ASSIGNED TASK:
Write every entry out again, unchanged.

SUPPLIED RECORDS:
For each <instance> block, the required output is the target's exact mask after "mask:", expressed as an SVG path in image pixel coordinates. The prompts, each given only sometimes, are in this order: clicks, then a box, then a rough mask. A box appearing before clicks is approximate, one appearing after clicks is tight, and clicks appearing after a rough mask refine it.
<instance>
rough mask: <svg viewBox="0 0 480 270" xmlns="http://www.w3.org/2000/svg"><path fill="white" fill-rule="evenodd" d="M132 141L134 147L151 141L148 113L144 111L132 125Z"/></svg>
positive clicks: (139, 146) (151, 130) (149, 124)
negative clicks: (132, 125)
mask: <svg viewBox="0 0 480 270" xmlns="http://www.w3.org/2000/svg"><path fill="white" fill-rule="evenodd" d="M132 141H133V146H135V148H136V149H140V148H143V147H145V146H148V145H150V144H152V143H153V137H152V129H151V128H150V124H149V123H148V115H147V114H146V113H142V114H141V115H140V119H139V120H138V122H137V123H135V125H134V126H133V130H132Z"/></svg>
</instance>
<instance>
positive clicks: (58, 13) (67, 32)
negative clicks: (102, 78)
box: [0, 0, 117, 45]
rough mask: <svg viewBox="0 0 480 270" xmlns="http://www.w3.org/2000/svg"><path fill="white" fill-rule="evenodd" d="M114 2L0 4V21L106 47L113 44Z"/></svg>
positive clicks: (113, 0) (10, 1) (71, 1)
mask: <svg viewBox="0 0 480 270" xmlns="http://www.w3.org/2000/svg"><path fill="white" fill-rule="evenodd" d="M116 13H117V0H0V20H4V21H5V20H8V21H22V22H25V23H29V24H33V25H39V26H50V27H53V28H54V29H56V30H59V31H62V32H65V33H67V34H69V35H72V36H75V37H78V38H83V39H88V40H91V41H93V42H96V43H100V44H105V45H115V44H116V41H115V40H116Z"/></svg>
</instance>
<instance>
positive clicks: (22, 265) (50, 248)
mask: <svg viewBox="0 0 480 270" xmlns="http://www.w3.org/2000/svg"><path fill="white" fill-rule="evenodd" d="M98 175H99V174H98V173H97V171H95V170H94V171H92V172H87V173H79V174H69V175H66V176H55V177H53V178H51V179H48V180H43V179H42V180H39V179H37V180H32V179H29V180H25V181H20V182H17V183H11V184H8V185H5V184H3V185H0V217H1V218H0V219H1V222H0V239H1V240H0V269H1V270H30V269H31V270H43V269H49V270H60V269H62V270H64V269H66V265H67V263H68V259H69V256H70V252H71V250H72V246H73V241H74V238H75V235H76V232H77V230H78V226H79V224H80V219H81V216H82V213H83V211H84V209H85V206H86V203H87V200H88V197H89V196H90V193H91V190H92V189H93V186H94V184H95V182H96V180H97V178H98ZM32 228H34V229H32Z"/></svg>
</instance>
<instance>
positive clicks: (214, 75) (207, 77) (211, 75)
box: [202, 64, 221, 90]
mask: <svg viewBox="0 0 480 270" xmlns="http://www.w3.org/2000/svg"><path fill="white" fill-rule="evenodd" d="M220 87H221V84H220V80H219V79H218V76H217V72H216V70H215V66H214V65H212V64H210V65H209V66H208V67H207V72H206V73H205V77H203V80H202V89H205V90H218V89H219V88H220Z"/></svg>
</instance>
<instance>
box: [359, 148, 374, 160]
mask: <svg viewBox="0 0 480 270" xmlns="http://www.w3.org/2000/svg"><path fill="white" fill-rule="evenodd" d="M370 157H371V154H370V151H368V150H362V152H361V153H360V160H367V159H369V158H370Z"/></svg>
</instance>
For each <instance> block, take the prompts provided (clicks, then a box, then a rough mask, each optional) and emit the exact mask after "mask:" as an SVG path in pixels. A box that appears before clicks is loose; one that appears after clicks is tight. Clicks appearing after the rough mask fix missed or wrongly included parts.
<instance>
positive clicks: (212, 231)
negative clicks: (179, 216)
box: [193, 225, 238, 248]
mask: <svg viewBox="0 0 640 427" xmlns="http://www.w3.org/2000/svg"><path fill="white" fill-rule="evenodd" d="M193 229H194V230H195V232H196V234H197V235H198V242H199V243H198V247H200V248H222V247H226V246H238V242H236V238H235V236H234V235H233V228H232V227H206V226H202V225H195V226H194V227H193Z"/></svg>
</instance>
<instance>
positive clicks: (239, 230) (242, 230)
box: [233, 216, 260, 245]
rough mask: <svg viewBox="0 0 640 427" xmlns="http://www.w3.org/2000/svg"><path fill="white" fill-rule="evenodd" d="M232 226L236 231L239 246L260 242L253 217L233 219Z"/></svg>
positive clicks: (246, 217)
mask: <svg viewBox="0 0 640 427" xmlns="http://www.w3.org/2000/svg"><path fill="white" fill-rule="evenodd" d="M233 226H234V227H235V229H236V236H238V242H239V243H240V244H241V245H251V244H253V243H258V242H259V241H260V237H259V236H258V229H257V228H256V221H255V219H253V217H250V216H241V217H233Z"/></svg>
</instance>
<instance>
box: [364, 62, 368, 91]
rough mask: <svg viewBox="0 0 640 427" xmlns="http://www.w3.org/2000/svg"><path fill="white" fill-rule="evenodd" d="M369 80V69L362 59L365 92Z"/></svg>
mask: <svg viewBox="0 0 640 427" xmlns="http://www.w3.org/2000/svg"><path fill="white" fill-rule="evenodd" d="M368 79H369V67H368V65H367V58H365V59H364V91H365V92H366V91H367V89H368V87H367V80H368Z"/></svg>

TASK RESPONSE:
For each <instance> block, the required output is the target's exact mask after "mask:", expressed as an SVG path in image pixel coordinates. The prompts, each given only sometimes, are in this order: clicks, then a box, then a rough mask. A box appearing before clicks is approximate, one appearing after clicks is tight, and clicks appearing after a rough mask refine it.
<instance>
rough mask: <svg viewBox="0 0 480 270" xmlns="http://www.w3.org/2000/svg"><path fill="white" fill-rule="evenodd" d="M132 141L134 147L151 141L148 113L144 111L132 125Z"/></svg>
positive clicks: (139, 146) (151, 130) (149, 124)
negative clicks: (132, 125)
mask: <svg viewBox="0 0 480 270" xmlns="http://www.w3.org/2000/svg"><path fill="white" fill-rule="evenodd" d="M132 141H133V146H135V148H136V149H140V148H143V147H145V146H148V145H150V144H152V143H153V137H152V129H151V128H150V124H149V123H148V115H147V114H146V113H142V114H141V115H140V119H139V120H138V122H137V123H135V125H134V126H133V130H132Z"/></svg>
</instance>
<instance>
positive clicks: (58, 13) (67, 32)
negative clicks: (102, 78)
box: [0, 0, 117, 45]
rough mask: <svg viewBox="0 0 480 270" xmlns="http://www.w3.org/2000/svg"><path fill="white" fill-rule="evenodd" d="M114 2L0 4V21L106 47L113 44Z"/></svg>
positive clicks: (113, 0) (10, 1) (71, 1)
mask: <svg viewBox="0 0 480 270" xmlns="http://www.w3.org/2000/svg"><path fill="white" fill-rule="evenodd" d="M116 13H117V0H0V20H4V21H5V20H8V21H22V22H25V23H29V24H33V25H39V26H50V27H53V28H54V29H56V30H59V31H62V32H65V33H67V34H69V35H72V36H75V37H78V38H83V39H88V40H91V41H93V42H96V43H100V44H105V45H115V44H116V41H115V40H116Z"/></svg>
</instance>
<instance>
positive clicks: (22, 265) (50, 248)
mask: <svg viewBox="0 0 480 270" xmlns="http://www.w3.org/2000/svg"><path fill="white" fill-rule="evenodd" d="M98 175H99V174H98V173H97V171H95V170H94V171H92V172H87V173H79V174H69V175H66V176H55V177H53V178H51V179H48V180H43V179H42V180H39V179H37V180H32V179H29V180H25V181H20V182H17V183H11V184H8V185H5V184H3V185H0V217H1V218H0V219H1V222H0V239H1V240H0V269H1V270H30V269H31V270H43V269H49V270H60V269H62V270H64V269H66V265H67V263H68V259H69V256H70V252H71V250H72V246H73V241H74V238H75V235H76V232H77V230H78V226H79V224H80V219H81V216H82V213H83V211H84V209H85V206H86V203H87V200H88V197H89V196H90V193H91V190H92V189H93V186H94V184H95V182H96V180H97V178H98ZM32 228H34V229H32Z"/></svg>
</instance>
<instance>
positive clicks: (214, 75) (207, 77) (211, 75)
box: [202, 64, 221, 90]
mask: <svg viewBox="0 0 480 270" xmlns="http://www.w3.org/2000/svg"><path fill="white" fill-rule="evenodd" d="M220 87H221V84H220V80H219V79H218V76H217V72H216V70H215V66H214V65H212V64H210V65H209V66H208V67H207V72H206V73H205V77H203V80H202V89H205V90H218V89H219V88H220Z"/></svg>
</instance>
<instance>
box: [359, 148, 374, 160]
mask: <svg viewBox="0 0 480 270" xmlns="http://www.w3.org/2000/svg"><path fill="white" fill-rule="evenodd" d="M370 157H371V154H370V151H368V150H362V152H361V153H360V160H367V159H369V158H370Z"/></svg>
</instance>
For each <instance> block, take the prompts provided (clicks, then a box, then a rough mask, each optional) and emit the exact mask after "mask:" as an SVG path in pixels. A box that appears before clicks is loose; one that appears after clicks is tight. Clicks appearing after the rough mask fix missed or wrongly included parts.
<instance>
positive clicks: (212, 231)
negative clicks: (179, 216)
box: [193, 225, 238, 248]
mask: <svg viewBox="0 0 640 427" xmlns="http://www.w3.org/2000/svg"><path fill="white" fill-rule="evenodd" d="M193 229H194V230H195V232H196V234H197V235H198V242H199V243H198V247H200V248H222V247H226V246H238V242H236V238H235V236H234V235H233V228H232V227H206V226H202V225H195V226H194V227H193Z"/></svg>
</instance>
<instance>
positive clicks: (239, 230) (242, 230)
box: [233, 216, 260, 245]
rough mask: <svg viewBox="0 0 640 427" xmlns="http://www.w3.org/2000/svg"><path fill="white" fill-rule="evenodd" d="M232 226L236 231L239 246L260 242L253 217L233 219Z"/></svg>
positive clicks: (246, 217)
mask: <svg viewBox="0 0 640 427" xmlns="http://www.w3.org/2000/svg"><path fill="white" fill-rule="evenodd" d="M233 226H234V227H235V229H236V236H238V242H239V243H240V244H241V245H251V244H253V243H258V242H259V241H260V237H259V236H258V229H257V228H256V221H255V219H253V217H250V216H241V217H233Z"/></svg>
</instance>
<instance>
box: [364, 62, 368, 91]
rough mask: <svg viewBox="0 0 640 427" xmlns="http://www.w3.org/2000/svg"><path fill="white" fill-rule="evenodd" d="M369 80V69L362 59L365 92Z"/></svg>
mask: <svg viewBox="0 0 640 427" xmlns="http://www.w3.org/2000/svg"><path fill="white" fill-rule="evenodd" d="M368 79H369V67H368V65H367V58H365V59H364V91H365V92H366V91H367V89H368V87H367V80H368Z"/></svg>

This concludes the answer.